§ **PROBLEM**:
Using the entries below, return word for word the lines from the one containing "the black and" up to and including the last.

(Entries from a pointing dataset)

--- --- ---

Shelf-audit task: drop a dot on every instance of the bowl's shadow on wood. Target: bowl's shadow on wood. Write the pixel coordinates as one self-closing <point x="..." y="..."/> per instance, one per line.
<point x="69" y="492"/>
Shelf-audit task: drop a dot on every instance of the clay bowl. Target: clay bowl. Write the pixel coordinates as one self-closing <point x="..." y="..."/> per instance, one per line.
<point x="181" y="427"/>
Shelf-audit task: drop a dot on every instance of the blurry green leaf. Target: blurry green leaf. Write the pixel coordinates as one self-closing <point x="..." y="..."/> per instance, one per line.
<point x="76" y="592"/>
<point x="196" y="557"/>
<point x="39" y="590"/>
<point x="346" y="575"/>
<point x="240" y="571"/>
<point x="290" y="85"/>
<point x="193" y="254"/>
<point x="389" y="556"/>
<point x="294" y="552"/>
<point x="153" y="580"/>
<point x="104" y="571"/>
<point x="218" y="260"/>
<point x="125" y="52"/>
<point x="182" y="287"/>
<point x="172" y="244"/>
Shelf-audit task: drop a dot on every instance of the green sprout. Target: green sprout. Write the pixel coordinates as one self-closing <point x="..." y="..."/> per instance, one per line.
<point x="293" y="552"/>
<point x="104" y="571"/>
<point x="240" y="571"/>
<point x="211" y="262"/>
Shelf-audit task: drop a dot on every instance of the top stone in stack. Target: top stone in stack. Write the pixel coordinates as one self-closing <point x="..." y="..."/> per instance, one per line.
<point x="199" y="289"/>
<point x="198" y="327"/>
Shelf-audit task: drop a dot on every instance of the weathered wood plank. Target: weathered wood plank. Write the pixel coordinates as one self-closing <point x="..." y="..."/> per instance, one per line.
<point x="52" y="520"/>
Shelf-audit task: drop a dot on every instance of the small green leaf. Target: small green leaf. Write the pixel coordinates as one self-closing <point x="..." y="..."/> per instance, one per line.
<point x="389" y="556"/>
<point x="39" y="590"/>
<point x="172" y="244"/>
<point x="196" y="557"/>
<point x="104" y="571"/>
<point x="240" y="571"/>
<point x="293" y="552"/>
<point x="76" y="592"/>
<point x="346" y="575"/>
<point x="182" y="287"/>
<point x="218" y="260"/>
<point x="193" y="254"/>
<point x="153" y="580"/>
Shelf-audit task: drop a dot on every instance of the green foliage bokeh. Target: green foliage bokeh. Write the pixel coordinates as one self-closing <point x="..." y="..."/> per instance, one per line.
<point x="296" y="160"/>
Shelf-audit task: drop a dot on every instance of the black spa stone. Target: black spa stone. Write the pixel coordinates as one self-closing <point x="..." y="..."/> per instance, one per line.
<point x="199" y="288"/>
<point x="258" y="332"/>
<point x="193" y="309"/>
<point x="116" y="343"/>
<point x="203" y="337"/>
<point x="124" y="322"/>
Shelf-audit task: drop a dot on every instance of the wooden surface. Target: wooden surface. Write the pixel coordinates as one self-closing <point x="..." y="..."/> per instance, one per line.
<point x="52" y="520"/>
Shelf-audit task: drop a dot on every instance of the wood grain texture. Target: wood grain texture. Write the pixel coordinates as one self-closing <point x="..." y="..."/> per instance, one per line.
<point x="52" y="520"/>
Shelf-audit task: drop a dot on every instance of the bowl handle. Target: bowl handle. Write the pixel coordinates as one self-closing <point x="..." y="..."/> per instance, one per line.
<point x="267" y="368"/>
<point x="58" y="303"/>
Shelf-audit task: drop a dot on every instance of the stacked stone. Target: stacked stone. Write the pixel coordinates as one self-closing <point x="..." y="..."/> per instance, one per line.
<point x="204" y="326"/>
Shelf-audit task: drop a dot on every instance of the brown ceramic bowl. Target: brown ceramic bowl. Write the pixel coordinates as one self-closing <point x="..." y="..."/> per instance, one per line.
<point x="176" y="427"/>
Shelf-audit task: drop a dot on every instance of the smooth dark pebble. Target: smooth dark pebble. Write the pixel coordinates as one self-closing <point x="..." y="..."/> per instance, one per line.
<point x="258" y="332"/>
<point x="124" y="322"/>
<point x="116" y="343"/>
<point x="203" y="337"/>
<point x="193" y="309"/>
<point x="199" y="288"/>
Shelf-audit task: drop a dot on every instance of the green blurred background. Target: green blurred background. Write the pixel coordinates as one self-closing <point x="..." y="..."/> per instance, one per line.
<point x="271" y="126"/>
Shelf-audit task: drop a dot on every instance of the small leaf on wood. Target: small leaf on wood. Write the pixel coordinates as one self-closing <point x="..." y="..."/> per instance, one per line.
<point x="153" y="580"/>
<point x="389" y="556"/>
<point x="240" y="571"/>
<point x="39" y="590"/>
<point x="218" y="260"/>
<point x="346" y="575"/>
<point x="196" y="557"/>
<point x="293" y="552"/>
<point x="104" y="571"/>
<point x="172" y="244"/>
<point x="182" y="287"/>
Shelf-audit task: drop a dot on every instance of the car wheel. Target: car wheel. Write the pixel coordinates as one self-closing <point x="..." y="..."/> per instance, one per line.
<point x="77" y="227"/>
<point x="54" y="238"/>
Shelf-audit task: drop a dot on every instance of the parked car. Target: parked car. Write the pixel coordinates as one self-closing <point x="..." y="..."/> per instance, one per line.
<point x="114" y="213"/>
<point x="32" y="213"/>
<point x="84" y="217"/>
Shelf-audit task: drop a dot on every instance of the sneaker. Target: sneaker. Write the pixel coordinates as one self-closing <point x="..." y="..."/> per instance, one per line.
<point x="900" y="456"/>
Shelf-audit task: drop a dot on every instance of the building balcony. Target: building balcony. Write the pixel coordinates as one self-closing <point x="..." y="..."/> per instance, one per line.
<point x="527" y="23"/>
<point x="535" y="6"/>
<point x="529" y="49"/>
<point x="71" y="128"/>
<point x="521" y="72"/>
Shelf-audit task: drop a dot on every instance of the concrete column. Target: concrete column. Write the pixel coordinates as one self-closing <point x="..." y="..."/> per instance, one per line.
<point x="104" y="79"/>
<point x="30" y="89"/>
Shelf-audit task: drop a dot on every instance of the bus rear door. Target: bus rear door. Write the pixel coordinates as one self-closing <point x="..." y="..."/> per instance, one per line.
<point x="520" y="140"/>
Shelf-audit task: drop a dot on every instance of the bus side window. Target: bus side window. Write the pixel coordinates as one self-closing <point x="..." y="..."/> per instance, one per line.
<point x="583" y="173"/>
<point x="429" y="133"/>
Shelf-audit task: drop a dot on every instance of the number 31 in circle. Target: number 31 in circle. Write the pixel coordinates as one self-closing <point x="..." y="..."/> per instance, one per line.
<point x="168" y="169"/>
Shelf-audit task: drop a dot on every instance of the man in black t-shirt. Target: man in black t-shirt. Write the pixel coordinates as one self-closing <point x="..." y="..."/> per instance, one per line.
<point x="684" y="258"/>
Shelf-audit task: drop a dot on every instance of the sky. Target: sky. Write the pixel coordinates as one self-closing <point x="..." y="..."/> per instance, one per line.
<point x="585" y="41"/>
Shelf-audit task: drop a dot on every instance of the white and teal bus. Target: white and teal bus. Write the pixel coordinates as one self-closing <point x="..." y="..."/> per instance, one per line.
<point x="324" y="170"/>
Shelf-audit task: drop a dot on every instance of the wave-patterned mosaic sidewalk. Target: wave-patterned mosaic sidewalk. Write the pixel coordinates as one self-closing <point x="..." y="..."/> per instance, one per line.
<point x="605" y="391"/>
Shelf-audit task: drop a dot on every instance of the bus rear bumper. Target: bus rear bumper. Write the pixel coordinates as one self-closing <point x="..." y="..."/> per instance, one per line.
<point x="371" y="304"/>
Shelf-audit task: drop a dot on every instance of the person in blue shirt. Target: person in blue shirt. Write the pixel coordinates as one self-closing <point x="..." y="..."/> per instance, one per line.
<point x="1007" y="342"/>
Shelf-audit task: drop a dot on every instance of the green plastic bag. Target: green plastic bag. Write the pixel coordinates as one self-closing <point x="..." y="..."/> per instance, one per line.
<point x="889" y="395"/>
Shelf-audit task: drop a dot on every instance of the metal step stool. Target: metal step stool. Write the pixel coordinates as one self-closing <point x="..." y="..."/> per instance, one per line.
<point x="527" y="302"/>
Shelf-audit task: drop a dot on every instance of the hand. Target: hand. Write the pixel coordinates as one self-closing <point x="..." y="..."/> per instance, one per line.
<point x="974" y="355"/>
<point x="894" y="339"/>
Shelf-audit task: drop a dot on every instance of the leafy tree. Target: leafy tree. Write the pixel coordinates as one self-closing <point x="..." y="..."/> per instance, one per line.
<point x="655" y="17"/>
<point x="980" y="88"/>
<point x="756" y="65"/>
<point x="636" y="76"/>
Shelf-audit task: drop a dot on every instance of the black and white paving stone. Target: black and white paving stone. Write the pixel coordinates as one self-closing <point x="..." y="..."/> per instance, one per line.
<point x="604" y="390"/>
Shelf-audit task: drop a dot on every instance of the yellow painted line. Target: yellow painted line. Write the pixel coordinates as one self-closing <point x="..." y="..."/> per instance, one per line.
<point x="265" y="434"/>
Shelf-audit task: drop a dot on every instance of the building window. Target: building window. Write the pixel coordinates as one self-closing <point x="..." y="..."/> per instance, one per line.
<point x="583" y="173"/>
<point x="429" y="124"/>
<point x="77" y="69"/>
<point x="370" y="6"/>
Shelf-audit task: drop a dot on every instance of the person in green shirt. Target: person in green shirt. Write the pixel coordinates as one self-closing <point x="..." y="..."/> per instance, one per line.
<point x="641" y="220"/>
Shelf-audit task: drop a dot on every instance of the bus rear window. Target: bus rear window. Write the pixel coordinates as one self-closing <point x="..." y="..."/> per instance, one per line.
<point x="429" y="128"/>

--- --- ---

§ **TASK OUTPUT**:
Shelf-audit task: drop a dot on every instance of the black and white paving stone. Target: black and white paving stone. Write the pixel coordinates as one self-closing <point x="..." y="..."/> per instance, one per line.
<point x="604" y="390"/>
Shelf-audit task: drop a dot on every instance of the yellow painted line. Target: yellow painted line. Write the pixel coordinates as one self-closing <point x="..." y="..."/> per instance, one per line.
<point x="265" y="434"/>
Shelf-audit task: drop a dot on every instance of the building window. Target: building window. Write the pixel coordinates as one self-closing <point x="..." y="..."/> per instance, one per line.
<point x="583" y="173"/>
<point x="429" y="124"/>
<point x="77" y="69"/>
<point x="370" y="6"/>
Shelf-audit task: drop a dot on every instance of the person in green shirt. Target: person in green shirt. Write the pixel coordinates as one self-closing <point x="..." y="..."/> per instance, one per line.
<point x="641" y="220"/>
Shelf-audit task: drop a dot on every instance of the bus rear window. Target: bus rear window. Write the pixel coordinates as one self-closing <point x="..." y="..."/> per instance, one per line.
<point x="429" y="128"/>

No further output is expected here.